§ Task details
Search the material for the string "wooden" and copy each line where it occurs.

+ + + +

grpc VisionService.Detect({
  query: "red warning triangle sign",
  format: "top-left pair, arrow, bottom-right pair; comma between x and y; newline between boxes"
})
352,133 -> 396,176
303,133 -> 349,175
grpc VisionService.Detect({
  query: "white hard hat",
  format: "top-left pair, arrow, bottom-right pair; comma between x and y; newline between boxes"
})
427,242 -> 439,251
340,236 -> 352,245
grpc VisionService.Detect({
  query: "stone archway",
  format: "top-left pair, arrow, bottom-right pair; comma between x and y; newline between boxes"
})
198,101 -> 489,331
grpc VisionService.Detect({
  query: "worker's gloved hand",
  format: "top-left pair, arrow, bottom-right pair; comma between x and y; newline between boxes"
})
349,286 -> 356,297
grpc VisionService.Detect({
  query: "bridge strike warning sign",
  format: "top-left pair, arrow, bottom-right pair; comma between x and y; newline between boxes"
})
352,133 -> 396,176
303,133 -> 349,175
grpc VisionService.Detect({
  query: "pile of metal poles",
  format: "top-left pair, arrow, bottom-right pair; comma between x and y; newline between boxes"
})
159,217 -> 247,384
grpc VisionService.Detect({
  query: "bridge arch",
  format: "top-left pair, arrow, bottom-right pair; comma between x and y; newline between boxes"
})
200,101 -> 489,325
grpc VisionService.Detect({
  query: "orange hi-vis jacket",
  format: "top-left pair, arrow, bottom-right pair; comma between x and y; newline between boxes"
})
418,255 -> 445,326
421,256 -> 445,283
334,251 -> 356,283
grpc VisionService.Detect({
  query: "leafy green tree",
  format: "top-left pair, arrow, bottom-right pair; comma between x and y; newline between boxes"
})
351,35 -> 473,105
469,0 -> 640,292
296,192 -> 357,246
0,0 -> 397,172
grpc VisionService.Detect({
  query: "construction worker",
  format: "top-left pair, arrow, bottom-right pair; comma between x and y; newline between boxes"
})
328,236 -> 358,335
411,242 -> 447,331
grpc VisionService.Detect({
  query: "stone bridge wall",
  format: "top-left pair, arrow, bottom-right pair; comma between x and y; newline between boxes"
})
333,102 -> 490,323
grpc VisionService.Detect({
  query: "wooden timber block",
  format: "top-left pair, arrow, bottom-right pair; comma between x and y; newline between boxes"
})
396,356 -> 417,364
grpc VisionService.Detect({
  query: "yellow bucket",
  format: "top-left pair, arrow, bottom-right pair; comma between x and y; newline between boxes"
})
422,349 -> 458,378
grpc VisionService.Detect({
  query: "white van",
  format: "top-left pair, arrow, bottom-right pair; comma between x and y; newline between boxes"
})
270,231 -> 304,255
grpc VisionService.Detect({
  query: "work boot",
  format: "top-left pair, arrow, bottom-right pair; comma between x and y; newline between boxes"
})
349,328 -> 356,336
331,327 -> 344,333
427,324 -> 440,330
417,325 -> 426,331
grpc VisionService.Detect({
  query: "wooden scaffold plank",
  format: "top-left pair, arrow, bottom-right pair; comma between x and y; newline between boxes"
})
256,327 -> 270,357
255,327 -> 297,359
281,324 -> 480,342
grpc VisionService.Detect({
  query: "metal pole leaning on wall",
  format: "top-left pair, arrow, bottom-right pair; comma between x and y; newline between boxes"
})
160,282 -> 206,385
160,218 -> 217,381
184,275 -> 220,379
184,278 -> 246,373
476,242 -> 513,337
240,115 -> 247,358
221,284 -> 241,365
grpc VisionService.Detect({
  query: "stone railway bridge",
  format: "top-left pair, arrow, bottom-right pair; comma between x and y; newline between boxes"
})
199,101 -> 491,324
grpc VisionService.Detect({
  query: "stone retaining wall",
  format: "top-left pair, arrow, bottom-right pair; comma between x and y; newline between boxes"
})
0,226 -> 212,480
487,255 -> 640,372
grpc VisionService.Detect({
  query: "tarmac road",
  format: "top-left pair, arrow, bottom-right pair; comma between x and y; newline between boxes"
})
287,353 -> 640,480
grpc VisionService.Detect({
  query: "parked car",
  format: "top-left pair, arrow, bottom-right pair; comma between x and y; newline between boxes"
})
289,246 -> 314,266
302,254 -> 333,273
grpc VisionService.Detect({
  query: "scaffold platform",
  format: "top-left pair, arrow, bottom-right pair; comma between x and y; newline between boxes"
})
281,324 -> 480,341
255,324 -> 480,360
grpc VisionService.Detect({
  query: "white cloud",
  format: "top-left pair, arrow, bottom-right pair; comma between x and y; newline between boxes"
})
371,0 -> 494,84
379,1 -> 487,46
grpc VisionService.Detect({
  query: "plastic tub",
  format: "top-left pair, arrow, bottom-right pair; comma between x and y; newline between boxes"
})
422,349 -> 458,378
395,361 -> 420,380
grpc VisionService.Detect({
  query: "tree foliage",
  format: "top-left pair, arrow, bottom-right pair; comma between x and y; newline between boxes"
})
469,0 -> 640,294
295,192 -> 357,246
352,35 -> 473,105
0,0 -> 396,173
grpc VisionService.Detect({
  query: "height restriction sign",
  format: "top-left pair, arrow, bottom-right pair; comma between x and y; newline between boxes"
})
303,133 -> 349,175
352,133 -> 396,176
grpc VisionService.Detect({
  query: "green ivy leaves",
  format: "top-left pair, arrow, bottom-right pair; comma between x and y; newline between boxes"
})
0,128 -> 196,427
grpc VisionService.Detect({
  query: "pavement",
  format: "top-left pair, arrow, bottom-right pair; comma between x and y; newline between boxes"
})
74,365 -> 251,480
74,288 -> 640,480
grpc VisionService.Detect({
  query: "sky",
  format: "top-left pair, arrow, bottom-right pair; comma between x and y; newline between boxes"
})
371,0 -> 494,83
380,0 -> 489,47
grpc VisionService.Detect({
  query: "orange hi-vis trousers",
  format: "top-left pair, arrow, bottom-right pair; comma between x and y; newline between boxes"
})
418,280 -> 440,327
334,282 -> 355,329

+ + + +

§ Exercise solution
  query: "wooden timber block",
  query: "wooden scaffold plank",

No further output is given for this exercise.